## Exercise objective
Return each entry exactly, omitting nothing.

## Dataset records
◇ ◇ ◇ ◇ ◇
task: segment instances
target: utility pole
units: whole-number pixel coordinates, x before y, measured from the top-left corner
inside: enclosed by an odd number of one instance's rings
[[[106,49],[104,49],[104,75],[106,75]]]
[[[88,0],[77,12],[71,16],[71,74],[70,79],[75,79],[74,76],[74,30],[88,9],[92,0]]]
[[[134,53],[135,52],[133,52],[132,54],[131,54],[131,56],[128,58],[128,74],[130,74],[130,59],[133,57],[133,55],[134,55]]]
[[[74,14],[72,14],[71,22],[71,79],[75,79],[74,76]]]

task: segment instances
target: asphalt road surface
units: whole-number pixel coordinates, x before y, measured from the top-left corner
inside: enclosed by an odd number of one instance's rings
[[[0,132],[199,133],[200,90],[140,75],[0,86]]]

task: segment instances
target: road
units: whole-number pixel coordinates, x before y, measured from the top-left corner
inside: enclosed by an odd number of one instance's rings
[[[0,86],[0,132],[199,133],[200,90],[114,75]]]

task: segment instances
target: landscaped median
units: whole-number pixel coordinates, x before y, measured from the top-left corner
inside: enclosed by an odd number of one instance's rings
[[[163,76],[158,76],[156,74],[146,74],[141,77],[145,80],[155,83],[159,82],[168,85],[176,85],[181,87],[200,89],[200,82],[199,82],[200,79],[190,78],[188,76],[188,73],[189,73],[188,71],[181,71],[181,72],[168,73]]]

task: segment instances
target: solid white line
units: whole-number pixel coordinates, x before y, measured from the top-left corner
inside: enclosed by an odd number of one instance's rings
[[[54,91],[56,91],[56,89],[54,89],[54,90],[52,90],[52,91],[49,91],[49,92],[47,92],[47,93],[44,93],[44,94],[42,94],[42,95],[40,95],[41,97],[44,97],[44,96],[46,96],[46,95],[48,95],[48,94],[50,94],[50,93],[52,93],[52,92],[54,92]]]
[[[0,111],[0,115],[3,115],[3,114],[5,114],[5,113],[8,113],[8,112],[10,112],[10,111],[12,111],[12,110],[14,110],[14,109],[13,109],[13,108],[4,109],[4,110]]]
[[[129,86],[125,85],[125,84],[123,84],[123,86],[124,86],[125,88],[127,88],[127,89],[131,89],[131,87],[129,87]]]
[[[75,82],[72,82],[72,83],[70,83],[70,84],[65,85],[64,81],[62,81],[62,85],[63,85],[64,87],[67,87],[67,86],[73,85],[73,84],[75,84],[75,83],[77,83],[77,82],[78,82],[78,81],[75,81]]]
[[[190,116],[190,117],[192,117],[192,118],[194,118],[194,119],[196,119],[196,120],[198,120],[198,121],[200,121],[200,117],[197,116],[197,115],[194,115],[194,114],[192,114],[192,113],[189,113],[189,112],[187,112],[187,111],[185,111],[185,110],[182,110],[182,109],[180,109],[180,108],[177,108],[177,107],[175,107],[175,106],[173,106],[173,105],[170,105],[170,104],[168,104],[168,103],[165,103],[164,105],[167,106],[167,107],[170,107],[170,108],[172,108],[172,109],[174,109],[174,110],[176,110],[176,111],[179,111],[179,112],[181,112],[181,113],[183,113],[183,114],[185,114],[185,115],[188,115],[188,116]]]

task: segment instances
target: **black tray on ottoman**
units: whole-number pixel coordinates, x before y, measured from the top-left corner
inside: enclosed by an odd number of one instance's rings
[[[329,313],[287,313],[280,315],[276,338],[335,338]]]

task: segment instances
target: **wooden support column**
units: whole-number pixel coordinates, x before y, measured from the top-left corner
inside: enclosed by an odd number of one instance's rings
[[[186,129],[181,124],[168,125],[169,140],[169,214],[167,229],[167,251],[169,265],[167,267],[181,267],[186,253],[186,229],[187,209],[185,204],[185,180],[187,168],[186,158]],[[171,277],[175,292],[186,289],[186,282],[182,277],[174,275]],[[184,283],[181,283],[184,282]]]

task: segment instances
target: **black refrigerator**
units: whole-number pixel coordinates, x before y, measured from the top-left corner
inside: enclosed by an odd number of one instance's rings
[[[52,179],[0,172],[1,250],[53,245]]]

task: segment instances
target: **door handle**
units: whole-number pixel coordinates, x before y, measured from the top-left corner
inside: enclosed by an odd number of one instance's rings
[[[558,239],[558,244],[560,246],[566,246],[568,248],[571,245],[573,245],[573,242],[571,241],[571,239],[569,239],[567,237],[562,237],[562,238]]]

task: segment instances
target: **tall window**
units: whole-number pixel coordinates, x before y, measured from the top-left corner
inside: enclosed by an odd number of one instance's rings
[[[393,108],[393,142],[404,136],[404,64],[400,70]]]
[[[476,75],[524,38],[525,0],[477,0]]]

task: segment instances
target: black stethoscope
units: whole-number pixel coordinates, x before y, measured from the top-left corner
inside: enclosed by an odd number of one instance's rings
◇ ◇ ◇ ◇ ◇
## Written reply
task: segment instances
target: utility pole
units: whole-number pixel coordinates, x before y, measured from the top-left corner
inside: enclosed by an odd number of one instance's rings
[[[106,49],[104,49],[104,75],[106,75]]]
[[[88,0],[77,12],[71,16],[71,74],[70,79],[75,79],[74,76],[74,30],[88,9],[92,0]]]
[[[134,53],[135,52],[133,52],[132,54],[131,54],[131,56],[128,58],[128,74],[130,74],[130,59],[133,57],[133,55],[134,55]]]
[[[74,14],[72,14],[71,22],[71,79],[75,79],[74,76]]]

task: segment instances
target: asphalt road surface
units: whole-number pixel coordinates, x before y, measured from the top-left corner
inside: enclosed by an odd number of one instance's rings
[[[0,132],[199,133],[200,90],[140,75],[0,86]]]

task: segment instances
target: road
units: whole-number pixel coordinates, x before y, measured from the top-left corner
inside: enclosed by an odd number of one instance's rings
[[[0,86],[0,132],[199,133],[200,90],[114,75]]]

task: segment instances
target: landscaped median
units: whole-number pixel coordinates, x before y, measured from the top-left corner
inside: enclosed by an odd number of one instance's rings
[[[163,76],[158,76],[156,74],[146,74],[141,77],[145,80],[155,83],[159,82],[168,85],[176,85],[181,87],[200,89],[200,82],[199,82],[200,79],[190,78],[188,76],[188,73],[189,73],[188,71],[181,71],[181,72],[168,73]]]

task: segment instances
target: solid white line
units: whole-number pixel coordinates, x before y, measured from the top-left corner
inside: enclosed by an odd number of one instance's rings
[[[54,91],[56,91],[56,89],[54,89],[54,90],[52,90],[52,91],[49,91],[49,92],[47,92],[47,93],[44,93],[44,94],[42,94],[42,95],[40,95],[41,97],[44,97],[44,96],[46,96],[46,95],[48,95],[48,94],[50,94],[50,93],[52,93],[52,92],[54,92]]]
[[[0,111],[0,115],[3,115],[3,114],[5,114],[5,113],[8,113],[8,112],[10,112],[10,111],[12,111],[12,110],[14,110],[14,109],[13,109],[13,108],[4,109],[4,110]]]
[[[129,86],[125,85],[125,84],[123,84],[123,86],[124,86],[125,88],[127,88],[127,89],[131,89],[131,87],[129,87]]]
[[[75,82],[72,82],[72,83],[70,83],[70,84],[65,85],[64,81],[62,81],[62,85],[63,85],[64,87],[67,87],[67,86],[73,85],[73,84],[75,84],[75,83],[77,83],[77,82],[78,82],[78,81],[75,81]]]
[[[190,116],[190,117],[192,117],[192,118],[194,118],[194,119],[196,119],[196,120],[198,120],[198,121],[200,121],[200,117],[197,116],[197,115],[194,115],[194,114],[192,114],[192,113],[189,113],[189,112],[187,112],[187,111],[185,111],[185,110],[182,110],[182,109],[180,109],[180,108],[177,108],[177,107],[175,107],[175,106],[173,106],[173,105],[170,105],[170,104],[168,104],[168,103],[165,103],[164,105],[167,106],[167,107],[170,107],[170,108],[172,108],[172,109],[174,109],[174,110],[176,110],[176,111],[179,111],[179,112],[181,112],[181,113],[183,113],[183,114],[185,114],[185,115],[188,115],[188,116]]]

task: segment instances
target: **black tray on ottoman**
units: whole-number pixel coordinates, x before y, measured from the top-left corner
inside: enclosed by an odd number of one instance's rings
[[[329,313],[287,313],[280,315],[276,338],[335,338]]]

task: segment instances
target: **wooden support column**
units: whole-number pixel coordinates, x before y, measured from the top-left corner
inside: enclosed by an odd number of one instance's rings
[[[186,129],[181,124],[168,125],[169,140],[169,214],[167,229],[167,251],[169,265],[167,267],[181,267],[186,253],[186,229],[187,209],[185,204],[185,180],[187,168],[186,158]],[[171,277],[175,292],[186,289],[186,282],[182,277],[174,275]],[[184,283],[181,283],[184,282]]]

task: segment instances
target: **black refrigerator**
units: whole-number pixel coordinates, x before y, measured from the top-left corner
inside: enclosed by an odd number of one instance's rings
[[[52,179],[0,172],[1,250],[53,245]]]

task: segment instances
target: **door handle**
units: whole-number pixel coordinates, x before y, measured from the top-left corner
inside: enclosed by an odd number of one instance's rings
[[[558,239],[558,244],[560,246],[566,246],[568,248],[571,245],[573,245],[573,242],[571,241],[571,239],[569,239],[567,237],[562,237],[562,238]]]

task: segment instances
target: **tall window**
units: whole-number pixel coordinates, x before y, measured from the top-left corner
inside: enclosed by an odd number of one instance's rings
[[[393,108],[393,142],[404,136],[404,64],[400,70]]]
[[[476,75],[524,38],[525,0],[477,0]]]

task: segment instances
target: black stethoscope
units: whole-number pixel coordinates, x before y, measured from the top-left corner
inside: enclosed by an odd number of one instance's rings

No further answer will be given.